#### YOUR GOAL:
Please give the data below again in full, exactly as it stands.

#### DATASET EXTRACT:

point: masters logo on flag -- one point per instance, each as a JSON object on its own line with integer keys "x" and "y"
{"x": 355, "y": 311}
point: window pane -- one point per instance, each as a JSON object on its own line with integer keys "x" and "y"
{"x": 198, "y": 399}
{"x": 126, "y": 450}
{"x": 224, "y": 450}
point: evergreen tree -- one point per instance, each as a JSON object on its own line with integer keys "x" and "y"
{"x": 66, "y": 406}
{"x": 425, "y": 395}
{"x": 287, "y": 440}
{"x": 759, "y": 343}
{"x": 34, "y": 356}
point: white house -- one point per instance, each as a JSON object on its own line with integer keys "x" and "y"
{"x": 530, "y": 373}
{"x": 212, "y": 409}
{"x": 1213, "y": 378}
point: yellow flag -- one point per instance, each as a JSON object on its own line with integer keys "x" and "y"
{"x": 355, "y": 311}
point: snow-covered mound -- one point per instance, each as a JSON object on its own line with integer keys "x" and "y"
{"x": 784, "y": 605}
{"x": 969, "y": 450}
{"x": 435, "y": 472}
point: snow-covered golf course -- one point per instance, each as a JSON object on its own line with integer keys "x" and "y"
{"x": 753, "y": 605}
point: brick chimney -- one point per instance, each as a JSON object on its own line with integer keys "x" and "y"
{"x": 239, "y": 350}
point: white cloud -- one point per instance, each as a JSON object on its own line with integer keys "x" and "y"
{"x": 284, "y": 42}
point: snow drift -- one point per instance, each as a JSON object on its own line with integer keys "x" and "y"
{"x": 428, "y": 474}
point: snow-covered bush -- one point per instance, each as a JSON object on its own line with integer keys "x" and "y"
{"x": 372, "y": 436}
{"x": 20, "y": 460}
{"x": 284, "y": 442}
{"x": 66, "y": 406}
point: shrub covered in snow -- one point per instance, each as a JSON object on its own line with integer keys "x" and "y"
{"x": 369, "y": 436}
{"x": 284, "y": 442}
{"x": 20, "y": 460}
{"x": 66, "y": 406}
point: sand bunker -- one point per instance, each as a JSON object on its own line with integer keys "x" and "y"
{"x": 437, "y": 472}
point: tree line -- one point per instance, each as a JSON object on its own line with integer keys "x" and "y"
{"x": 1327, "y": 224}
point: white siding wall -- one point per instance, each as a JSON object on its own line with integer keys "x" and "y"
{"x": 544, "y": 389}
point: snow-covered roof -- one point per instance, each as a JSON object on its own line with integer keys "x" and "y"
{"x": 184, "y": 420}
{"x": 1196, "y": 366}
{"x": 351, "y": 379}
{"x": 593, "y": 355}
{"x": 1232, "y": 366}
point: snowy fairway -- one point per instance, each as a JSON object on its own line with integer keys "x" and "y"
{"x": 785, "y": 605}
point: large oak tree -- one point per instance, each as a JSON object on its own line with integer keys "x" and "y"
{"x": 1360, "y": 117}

#### ANSWER FOR THIS EXERCISE:
point: masters logo on flag -- one point per instance, each as a JSON object on its own line with integer keys "x" and "y"
{"x": 355, "y": 311}
point: window pane -- one point per instance, each as a JSON object on its own line with integer keys "x" and "y"
{"x": 198, "y": 399}
{"x": 126, "y": 450}
{"x": 224, "y": 450}
point: evergreen tree -- one point per instance, each as a JSON object on its own line with integer keys "x" and "y"
{"x": 66, "y": 406}
{"x": 425, "y": 395}
{"x": 287, "y": 440}
{"x": 759, "y": 343}
{"x": 34, "y": 356}
point: white house -- one point per instance, each as a JSON object on its own line with integer keys "x" and "y"
{"x": 530, "y": 373}
{"x": 212, "y": 409}
{"x": 1213, "y": 378}
point: yellow flag -- one point per instance, each as a JSON object on its own line with integer keys "x" and "y"
{"x": 355, "y": 311}
point: snow-covered mound -- one point per instance, each as a JSON object on its own line with integer keys "x" and "y"
{"x": 784, "y": 605}
{"x": 969, "y": 450}
{"x": 435, "y": 472}
point: snow-covered golf course -- one point per instance, each as a JSON object on its own line with integer keys "x" and "y"
{"x": 753, "y": 605}
point: brick chimney -- one point per instance, each as a JSON object on its own line with integer keys "x" and "y"
{"x": 239, "y": 350}
point: white cloud -- one point per instance, each as a JSON object on its own line with integer keys "x" and "y"
{"x": 284, "y": 42}
point: snow drift -- one point per instance, each as a JSON object on its own line with integer keys "x" and "y"
{"x": 428, "y": 474}
point: snow-covered bush -- one point per instance, each as a JSON object on its own line with integer keys "x" and "y"
{"x": 372, "y": 436}
{"x": 20, "y": 460}
{"x": 284, "y": 442}
{"x": 66, "y": 406}
point: shrub covered in snow -- one point per instance, each as a JSON object on its own line with integer keys "x" and "y"
{"x": 369, "y": 436}
{"x": 284, "y": 442}
{"x": 20, "y": 460}
{"x": 66, "y": 406}
point: sand bunker -- one point per instance, each as a JSON object on its own line with integer keys "x" and "y"
{"x": 437, "y": 472}
point: tree line -- one point per instance, each as a JSON object on its own line with integer keys "x" and "y"
{"x": 1327, "y": 224}
point: white siding wall -- one point per instance, each as a JSON object on its own line with integer keys "x" and "y"
{"x": 544, "y": 389}
point: snow-covered roof -- one point per instance, each as a JSON object on its own line with integer keys "x" and "y"
{"x": 184, "y": 420}
{"x": 1196, "y": 366}
{"x": 351, "y": 379}
{"x": 593, "y": 355}
{"x": 1232, "y": 366}
point: snowy fairway -- one point per instance, each as a JSON object on its own line with integer keys "x" and "y"
{"x": 785, "y": 605}
point: large oak tree -- one point per instance, each as a JSON object on its own line with integer keys "x" and "y"
{"x": 1360, "y": 117}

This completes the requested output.